Existe en el ámbito literario una neta distinción entre la
racionalidad del ensayo y la complejidad de la creación artística. Esta última
no se sujeta a unas normas de regla y compás. Si me ciño a mi propia
experiencia, he delimitado cuidadosamente sus campos sin mezclar capachos con
berzas. La lógica de la razón resulta irrelevante por ejemplo en el caso de mis
novelas Don Julián y Juan sin tierra. Algunas críticas
formuladas aún en tiempos recientes ilustran no obstante la frecuente confusión
de ambos planos. No es posible poner puertas al campo.
El lector me excusará aquí una breve digresión personal. Si la
homosexualidad fue tildada de aberración durante siglos y condenada por el
Santo Oficio a la hoguera hasta su aceptación tardía el pasado siglo en las
sociedades democráticas occidentales, con la normatividad impuesta por los llamados
“estudios de género” mi libido ha sido objeto de censuras por no ajustarse al
esquema del canon gay. El que mis colegas de hecho y techo no fueran
precisamente licenciados en Filosofía y Letras y pertenecieran a las que
nuestros burgueses denominaban clases bajas ha llevado a algunos a concluir que
mantuve con ellos una “relación neocolonial”. Ante tal manipulación no puedo
sino manifestar sin complejos la primacía de mis gustos. La libido no admite
enmienda mientras se mantenga en el plano de la imaginación y no engendre
abusos por un empleo de la fuerza contra el otro sexo o en el caso aún más
odioso de los abusos de la pedofilia que tanto abundan en las filas del clero.
En nuestro erial, la expresión de la complejidad connatural al origen de la creación
artística escasea pero halla una notable expresión en los escritos de Antonio
Saura para quien “la cruda y salvaje belleza que anida en el ser humano” no
cabe en la camisa de fuerza de lo normativo. Como dice a los guardianes de la
corrección, “el arte, el placer y el mal caminan íntimamente relacionados, y
difícilmente puede deslindarse cuál es la parte de Eros, cual es la porción de
Tánatos en la cúpula de la intensidad”.

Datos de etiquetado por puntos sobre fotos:
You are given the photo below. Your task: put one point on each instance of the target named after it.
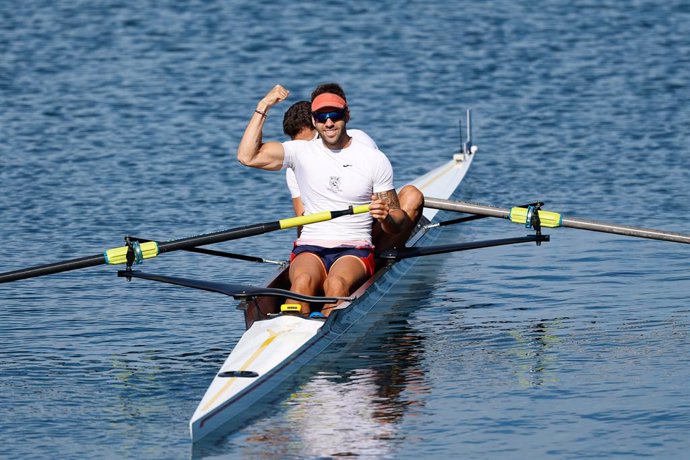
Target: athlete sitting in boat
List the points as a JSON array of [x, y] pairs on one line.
[[297, 124], [333, 171]]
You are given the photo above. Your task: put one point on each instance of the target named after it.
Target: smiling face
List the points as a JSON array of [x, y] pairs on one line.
[[330, 123]]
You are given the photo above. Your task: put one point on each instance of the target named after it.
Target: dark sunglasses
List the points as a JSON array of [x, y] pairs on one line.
[[335, 115]]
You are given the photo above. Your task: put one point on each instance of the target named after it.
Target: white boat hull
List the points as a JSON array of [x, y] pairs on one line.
[[274, 349]]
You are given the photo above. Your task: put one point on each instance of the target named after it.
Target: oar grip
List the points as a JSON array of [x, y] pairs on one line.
[[292, 222]]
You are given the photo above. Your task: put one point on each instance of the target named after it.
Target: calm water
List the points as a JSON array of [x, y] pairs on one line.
[[119, 118]]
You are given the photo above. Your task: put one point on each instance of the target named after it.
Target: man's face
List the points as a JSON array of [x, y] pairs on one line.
[[330, 123]]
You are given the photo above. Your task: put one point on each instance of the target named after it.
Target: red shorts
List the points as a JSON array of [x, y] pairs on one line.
[[328, 256]]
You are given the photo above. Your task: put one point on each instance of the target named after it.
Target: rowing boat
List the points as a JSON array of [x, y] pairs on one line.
[[275, 346]]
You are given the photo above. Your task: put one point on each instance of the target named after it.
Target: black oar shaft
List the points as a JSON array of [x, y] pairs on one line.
[[583, 224], [185, 243], [58, 267]]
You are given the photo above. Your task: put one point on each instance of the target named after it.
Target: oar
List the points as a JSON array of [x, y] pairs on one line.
[[151, 249], [552, 220], [237, 291]]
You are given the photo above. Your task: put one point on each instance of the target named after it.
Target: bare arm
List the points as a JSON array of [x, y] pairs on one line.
[[252, 151], [385, 207]]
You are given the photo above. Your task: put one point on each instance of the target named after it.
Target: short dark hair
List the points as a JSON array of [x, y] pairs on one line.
[[296, 118], [331, 87]]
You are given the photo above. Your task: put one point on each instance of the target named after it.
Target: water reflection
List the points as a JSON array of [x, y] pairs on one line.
[[352, 399]]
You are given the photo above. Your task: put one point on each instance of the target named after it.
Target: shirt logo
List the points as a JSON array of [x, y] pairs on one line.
[[334, 184]]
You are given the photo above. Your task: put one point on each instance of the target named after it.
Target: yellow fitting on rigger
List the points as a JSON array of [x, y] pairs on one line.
[[119, 255], [291, 307], [547, 218]]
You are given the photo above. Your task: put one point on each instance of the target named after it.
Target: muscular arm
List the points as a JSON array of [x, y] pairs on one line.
[[385, 207], [252, 151]]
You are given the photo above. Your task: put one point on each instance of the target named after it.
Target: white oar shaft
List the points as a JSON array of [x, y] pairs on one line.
[[583, 224]]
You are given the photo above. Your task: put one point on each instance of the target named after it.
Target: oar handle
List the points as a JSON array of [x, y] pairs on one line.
[[552, 219]]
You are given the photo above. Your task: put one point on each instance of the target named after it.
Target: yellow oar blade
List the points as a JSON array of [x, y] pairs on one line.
[[150, 249]]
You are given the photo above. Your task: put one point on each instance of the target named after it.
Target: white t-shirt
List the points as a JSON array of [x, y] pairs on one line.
[[355, 134], [335, 179]]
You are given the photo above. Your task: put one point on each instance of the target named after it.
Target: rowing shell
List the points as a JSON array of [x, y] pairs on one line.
[[274, 347]]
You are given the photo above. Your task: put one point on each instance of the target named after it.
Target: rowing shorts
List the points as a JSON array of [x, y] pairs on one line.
[[328, 256]]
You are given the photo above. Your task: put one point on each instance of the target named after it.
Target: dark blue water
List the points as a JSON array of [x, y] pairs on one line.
[[122, 118]]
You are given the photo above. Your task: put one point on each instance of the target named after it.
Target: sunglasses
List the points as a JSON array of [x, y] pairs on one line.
[[335, 115]]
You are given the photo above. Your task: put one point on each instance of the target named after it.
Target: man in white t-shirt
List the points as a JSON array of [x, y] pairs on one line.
[[297, 125], [333, 171]]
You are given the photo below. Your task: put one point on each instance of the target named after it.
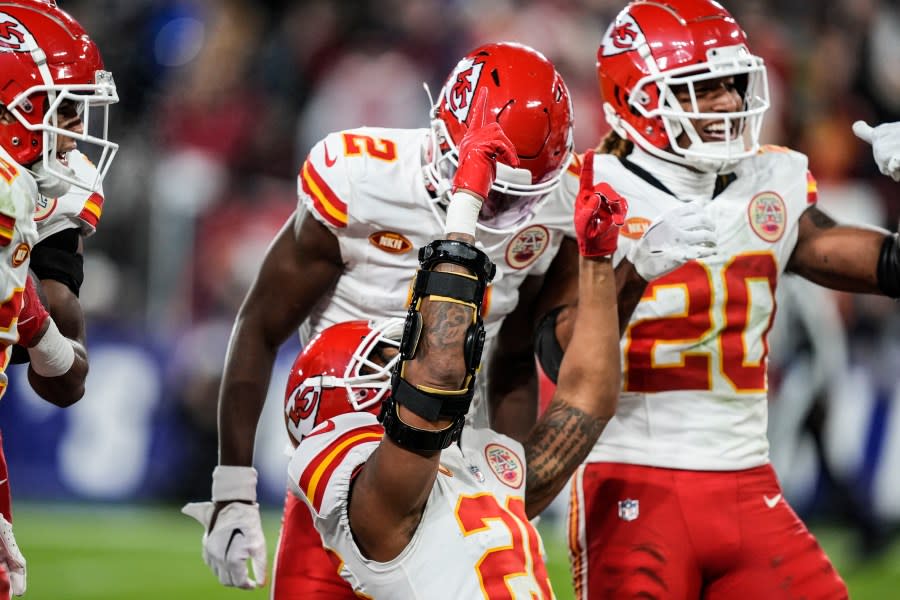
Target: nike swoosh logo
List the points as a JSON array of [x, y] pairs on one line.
[[329, 162], [234, 533]]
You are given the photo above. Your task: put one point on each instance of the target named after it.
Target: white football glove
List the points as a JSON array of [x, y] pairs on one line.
[[11, 559], [237, 534], [885, 140], [681, 234]]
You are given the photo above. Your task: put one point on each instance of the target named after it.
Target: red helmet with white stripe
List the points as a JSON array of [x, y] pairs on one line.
[[342, 369], [50, 72], [530, 101], [656, 46]]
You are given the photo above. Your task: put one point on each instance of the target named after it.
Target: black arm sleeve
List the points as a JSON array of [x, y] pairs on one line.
[[57, 258], [546, 346]]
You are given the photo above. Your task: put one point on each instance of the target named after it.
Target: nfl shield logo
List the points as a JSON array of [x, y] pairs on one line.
[[628, 509]]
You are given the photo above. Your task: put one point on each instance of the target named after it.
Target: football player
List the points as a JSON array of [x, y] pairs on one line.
[[50, 71], [392, 503], [678, 499], [369, 197]]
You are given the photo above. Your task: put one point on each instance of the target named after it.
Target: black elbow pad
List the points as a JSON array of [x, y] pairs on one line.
[[546, 347]]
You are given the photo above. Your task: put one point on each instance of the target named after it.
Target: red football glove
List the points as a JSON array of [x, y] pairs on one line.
[[32, 316], [599, 213], [480, 149]]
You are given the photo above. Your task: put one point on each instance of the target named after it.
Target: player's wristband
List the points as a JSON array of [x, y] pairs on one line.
[[53, 355], [888, 270], [413, 438], [234, 483], [462, 213]]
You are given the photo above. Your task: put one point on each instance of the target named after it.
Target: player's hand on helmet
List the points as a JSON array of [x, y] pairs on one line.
[[679, 235], [234, 534], [599, 213], [885, 140], [33, 317], [479, 150], [11, 559]]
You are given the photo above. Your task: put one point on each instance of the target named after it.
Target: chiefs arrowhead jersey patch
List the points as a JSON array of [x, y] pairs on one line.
[[634, 227], [527, 246], [767, 216], [505, 464]]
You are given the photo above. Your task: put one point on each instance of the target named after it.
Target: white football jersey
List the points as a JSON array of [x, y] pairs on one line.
[[694, 354], [474, 539], [18, 235], [77, 209], [367, 186]]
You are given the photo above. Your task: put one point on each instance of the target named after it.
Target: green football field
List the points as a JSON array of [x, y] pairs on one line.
[[103, 552]]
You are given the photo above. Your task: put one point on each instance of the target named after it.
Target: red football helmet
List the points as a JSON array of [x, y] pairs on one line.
[[335, 374], [654, 46], [51, 70], [531, 102]]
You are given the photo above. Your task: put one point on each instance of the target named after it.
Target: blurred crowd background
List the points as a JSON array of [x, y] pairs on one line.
[[222, 99]]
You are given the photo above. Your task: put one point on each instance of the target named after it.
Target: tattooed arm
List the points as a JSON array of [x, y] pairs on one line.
[[586, 394], [841, 257], [395, 482]]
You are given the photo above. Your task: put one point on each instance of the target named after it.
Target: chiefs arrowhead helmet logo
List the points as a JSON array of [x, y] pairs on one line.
[[14, 35], [460, 92], [623, 35]]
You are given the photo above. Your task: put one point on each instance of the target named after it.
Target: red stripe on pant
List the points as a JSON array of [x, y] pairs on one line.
[[669, 533]]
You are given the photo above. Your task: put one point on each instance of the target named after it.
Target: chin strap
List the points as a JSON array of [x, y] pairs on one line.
[[429, 403]]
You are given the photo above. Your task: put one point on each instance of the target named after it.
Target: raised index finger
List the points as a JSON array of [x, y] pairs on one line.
[[587, 170], [478, 112]]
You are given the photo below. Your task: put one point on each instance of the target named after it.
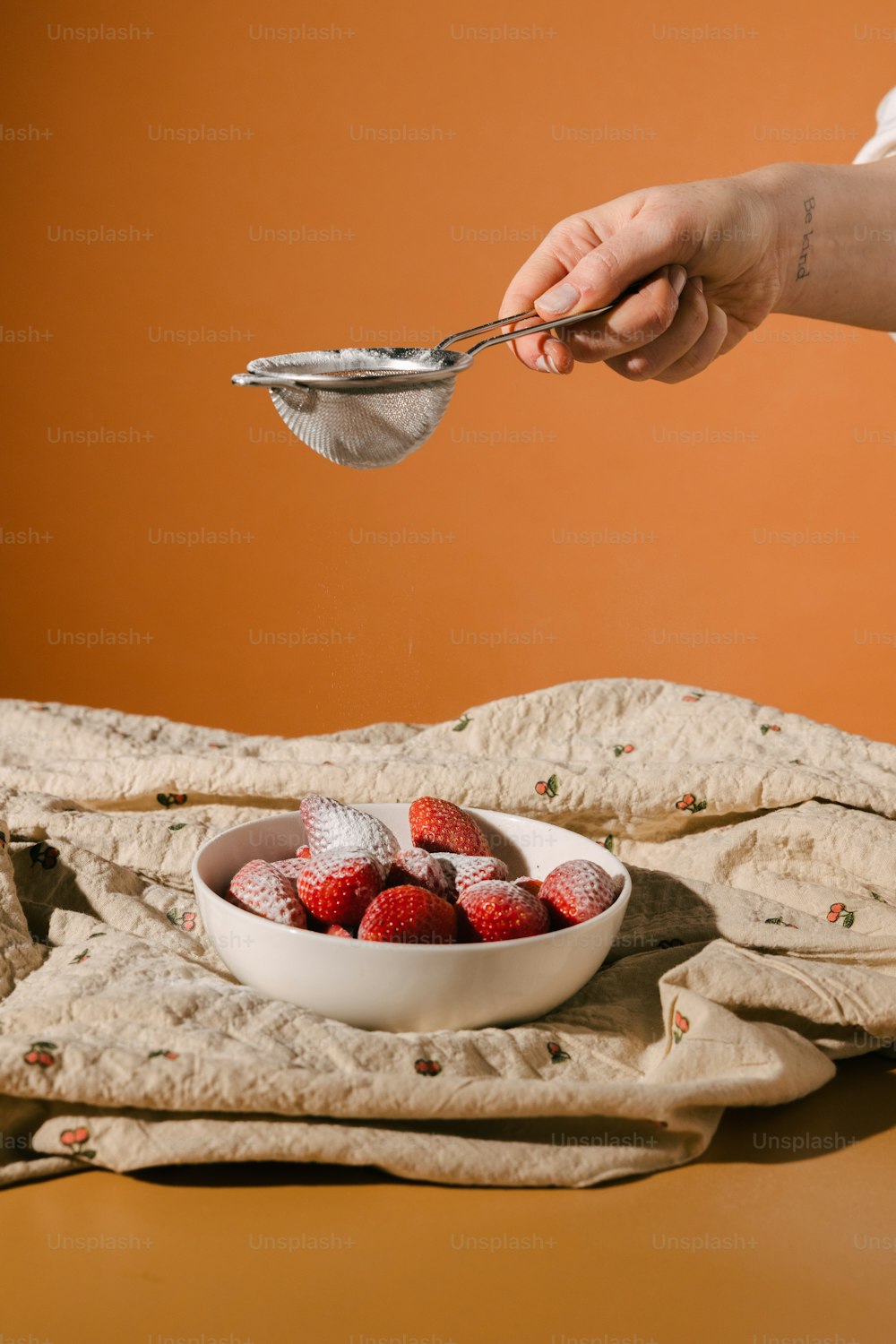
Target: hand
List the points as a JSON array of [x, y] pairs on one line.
[[705, 263]]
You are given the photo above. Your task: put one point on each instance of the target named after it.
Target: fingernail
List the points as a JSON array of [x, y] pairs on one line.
[[559, 300]]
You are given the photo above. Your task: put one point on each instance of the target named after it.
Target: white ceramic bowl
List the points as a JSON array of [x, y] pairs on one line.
[[408, 986]]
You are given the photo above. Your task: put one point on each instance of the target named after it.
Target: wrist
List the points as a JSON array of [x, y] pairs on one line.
[[786, 198]]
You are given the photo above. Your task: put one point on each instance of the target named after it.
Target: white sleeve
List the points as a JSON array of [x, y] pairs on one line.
[[883, 142]]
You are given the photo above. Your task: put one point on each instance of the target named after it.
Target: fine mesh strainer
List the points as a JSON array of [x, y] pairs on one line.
[[373, 406]]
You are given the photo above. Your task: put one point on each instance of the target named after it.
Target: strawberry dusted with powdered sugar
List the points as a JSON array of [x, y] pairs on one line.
[[263, 890], [441, 827], [409, 914], [335, 825], [290, 868], [465, 870], [339, 886], [578, 890], [493, 911], [418, 868]]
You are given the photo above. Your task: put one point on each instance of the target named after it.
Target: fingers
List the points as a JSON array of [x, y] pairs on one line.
[[603, 271], [635, 322], [653, 357], [702, 352], [689, 346], [548, 263]]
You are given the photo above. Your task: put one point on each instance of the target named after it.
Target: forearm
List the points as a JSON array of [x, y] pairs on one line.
[[836, 228]]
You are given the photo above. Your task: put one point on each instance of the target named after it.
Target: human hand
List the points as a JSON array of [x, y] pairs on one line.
[[704, 263]]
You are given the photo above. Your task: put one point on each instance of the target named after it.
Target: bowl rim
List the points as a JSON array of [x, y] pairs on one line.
[[433, 948]]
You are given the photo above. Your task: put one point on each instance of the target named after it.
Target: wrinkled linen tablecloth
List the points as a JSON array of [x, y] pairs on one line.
[[759, 945]]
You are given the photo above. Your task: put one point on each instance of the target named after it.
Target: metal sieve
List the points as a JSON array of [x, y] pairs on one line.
[[373, 406]]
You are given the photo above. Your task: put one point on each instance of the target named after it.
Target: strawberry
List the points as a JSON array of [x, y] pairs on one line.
[[409, 914], [418, 868], [265, 892], [578, 890], [444, 828], [463, 870], [492, 911], [333, 825], [338, 887], [290, 868]]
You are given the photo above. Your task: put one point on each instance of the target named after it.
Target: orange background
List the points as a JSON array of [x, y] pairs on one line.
[[419, 632]]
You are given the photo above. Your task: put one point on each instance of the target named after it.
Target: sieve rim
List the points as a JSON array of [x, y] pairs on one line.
[[392, 368]]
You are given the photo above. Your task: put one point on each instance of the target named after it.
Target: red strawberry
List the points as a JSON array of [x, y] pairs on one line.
[[333, 825], [465, 870], [418, 868], [338, 887], [265, 892], [576, 892], [443, 827], [492, 911], [290, 868], [409, 914]]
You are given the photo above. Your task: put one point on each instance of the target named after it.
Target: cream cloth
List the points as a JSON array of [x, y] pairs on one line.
[[125, 1043]]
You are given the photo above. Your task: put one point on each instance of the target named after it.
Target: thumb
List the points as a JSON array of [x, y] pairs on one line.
[[602, 274]]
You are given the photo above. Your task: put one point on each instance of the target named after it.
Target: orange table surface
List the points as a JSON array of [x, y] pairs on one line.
[[783, 1233]]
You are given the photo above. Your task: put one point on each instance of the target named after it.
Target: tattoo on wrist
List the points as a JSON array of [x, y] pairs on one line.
[[809, 206]]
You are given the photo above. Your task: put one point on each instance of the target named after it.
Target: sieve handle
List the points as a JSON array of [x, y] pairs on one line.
[[266, 381], [528, 331]]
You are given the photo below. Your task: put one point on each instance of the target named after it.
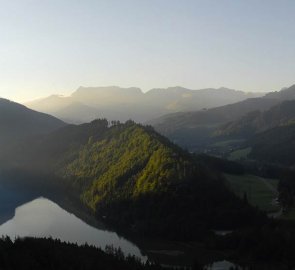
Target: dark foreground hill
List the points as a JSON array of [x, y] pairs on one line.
[[31, 253], [135, 178], [18, 122]]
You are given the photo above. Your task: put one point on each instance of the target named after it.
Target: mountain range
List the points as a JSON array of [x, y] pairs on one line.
[[115, 103], [194, 129]]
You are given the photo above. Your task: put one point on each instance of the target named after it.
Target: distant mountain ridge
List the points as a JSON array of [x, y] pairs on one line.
[[259, 121], [196, 128], [115, 103]]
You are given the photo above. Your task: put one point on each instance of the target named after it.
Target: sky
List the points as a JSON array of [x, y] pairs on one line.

**SOLICITUD ESCRITA 1**: Según el fragmento, ¿en qué novelas resulta irrelevante la lógica de la razón?
**SOLICITUD ESCRITA 2**: Indica, por favor, todas las líneas de las entradas que contengan la palabra "yellow".
El fragmento y las entradas no tienen relación entre sí.

**RESPUESTA COMPLETA 1**: En Don Julián y Juan sin tierra.

**RESPUESTA COMPLETA 2**:
Target: yellow fitting on rigger
Target: yellow oar blade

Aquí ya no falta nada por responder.